(Collected data entries)
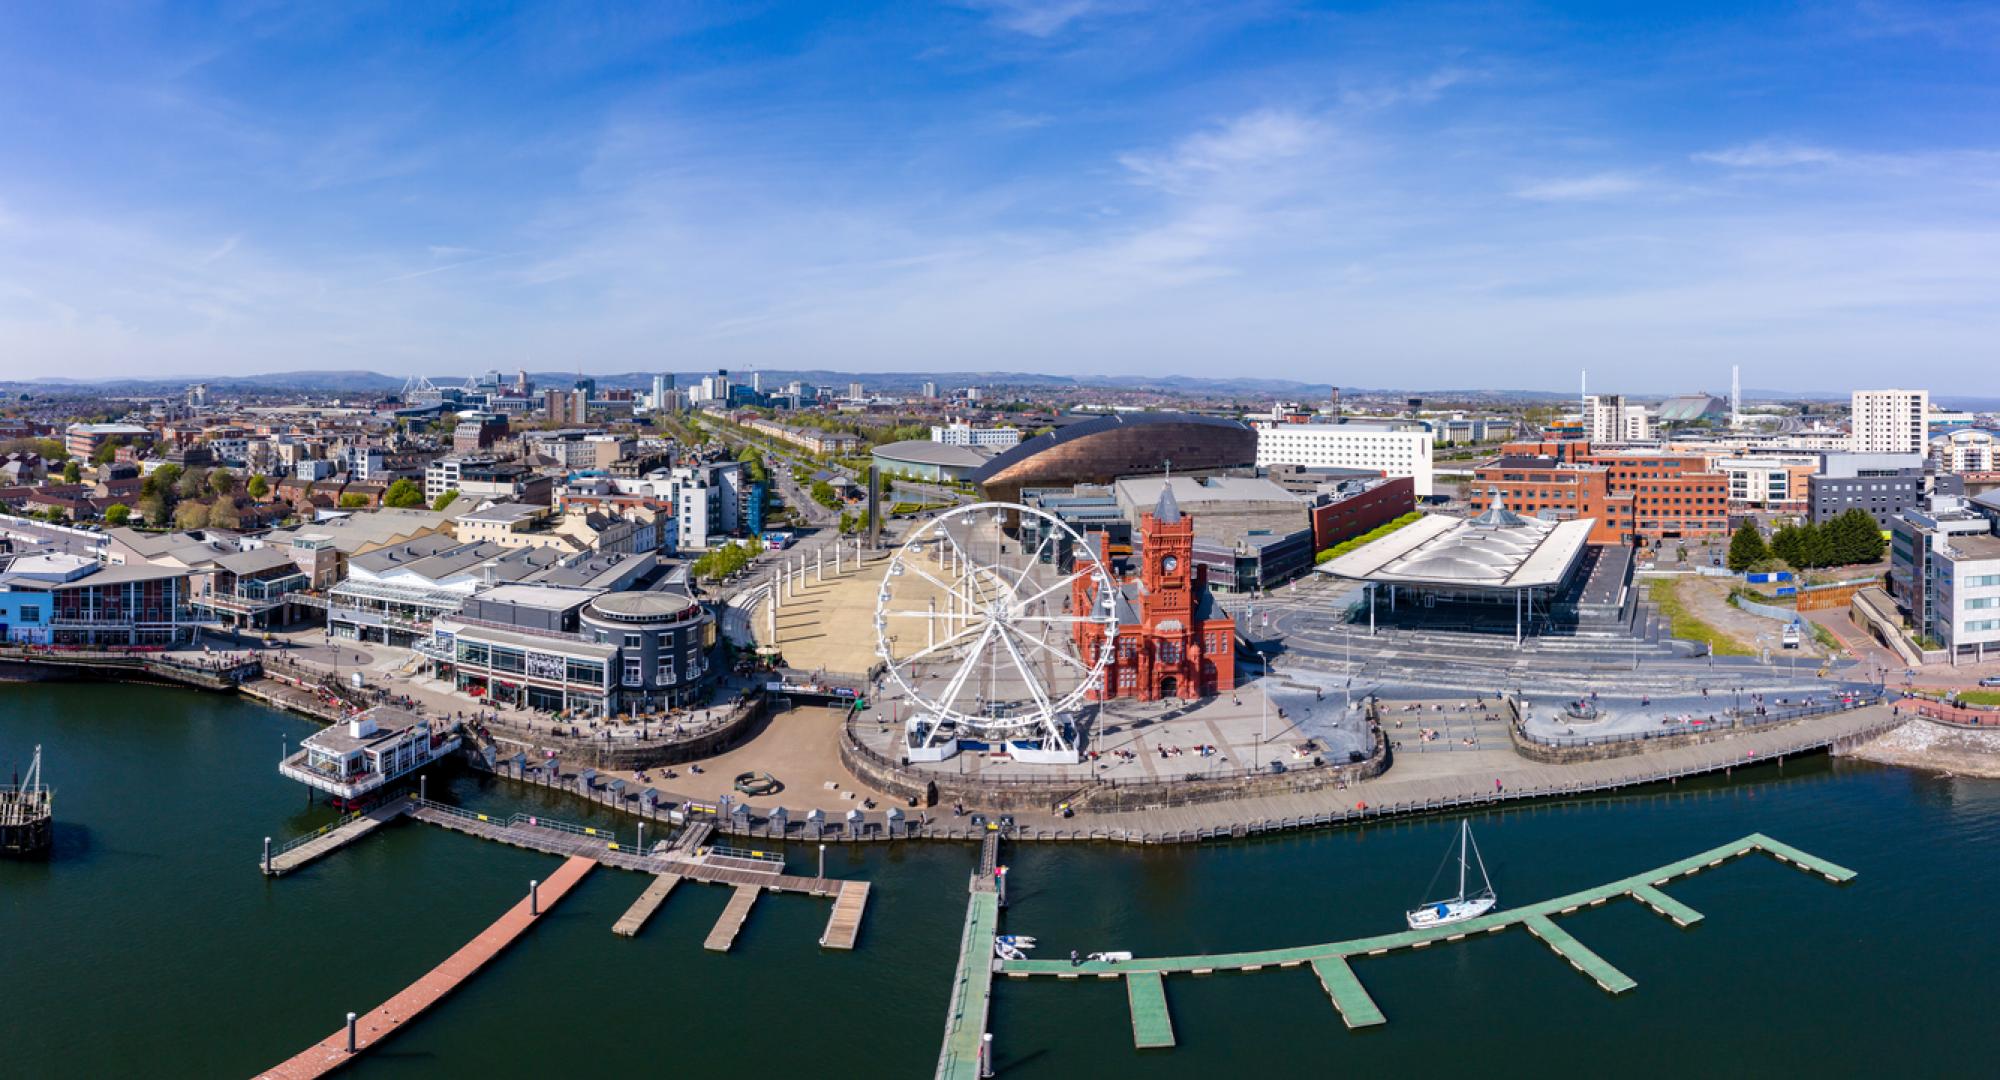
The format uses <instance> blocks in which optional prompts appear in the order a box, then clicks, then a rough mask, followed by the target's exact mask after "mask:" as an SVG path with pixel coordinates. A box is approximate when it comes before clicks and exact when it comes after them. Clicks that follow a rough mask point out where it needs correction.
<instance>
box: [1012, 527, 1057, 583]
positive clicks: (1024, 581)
mask: <svg viewBox="0 0 2000 1080" xmlns="http://www.w3.org/2000/svg"><path fill="white" fill-rule="evenodd" d="M1054 540H1056V532H1054V530H1050V532H1048V536H1044V538H1042V542H1040V544H1036V548H1034V554H1032V556H1028V562H1024V564H1022V568H1020V574H1018V576H1016V578H1014V594H1016V596H1020V590H1022V588H1024V586H1026V584H1028V574H1034V568H1036V566H1038V564H1040V562H1042V552H1046V550H1048V544H1052V542H1054Z"/></svg>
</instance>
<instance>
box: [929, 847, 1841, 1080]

- [ACTION ITEM] Put every line of the data above into a Markdown table with the columns "No." and "Line", numbering the rows and skipping blank lines. Leave the pictures out of the table.

- [SOLUTION TO THIS EXERCISE]
| No. | Line |
|---|---|
| 1 | The format uses <instance> blocks in which optional prompts appear in the order a box, then clicks, then a rough mask, followed by the target's exact mask after "mask:" as an SVG path with pixel coordinates. A box is approximate when it comes before clicks and exact when it comes after them. Clicks that follow a rough mask point out where it needs correction. |
| 2 | <instance> |
| 3 | box: [1012, 527, 1057, 583] |
| 4 | positive clicks: (1024, 581) |
| 5 | mask: <svg viewBox="0 0 2000 1080" xmlns="http://www.w3.org/2000/svg"><path fill="white" fill-rule="evenodd" d="M1054 540H1056V532H1054V530H1050V532H1048V536H1044V538H1042V542H1040V544H1036V548H1034V554H1032V556H1028V562H1024V564H1022V568H1020V574H1018V576H1016V578H1014V594H1016V596H1020V590H1022V588H1024V586H1026V584H1028V574H1034V568H1036V566H1038V564H1040V562H1042V552H1046V550H1048V544H1052V542H1054Z"/></svg> |
| 6 | </instance> |
| 7 | <instance> |
| 8 | box: [929, 847, 1841, 1080] |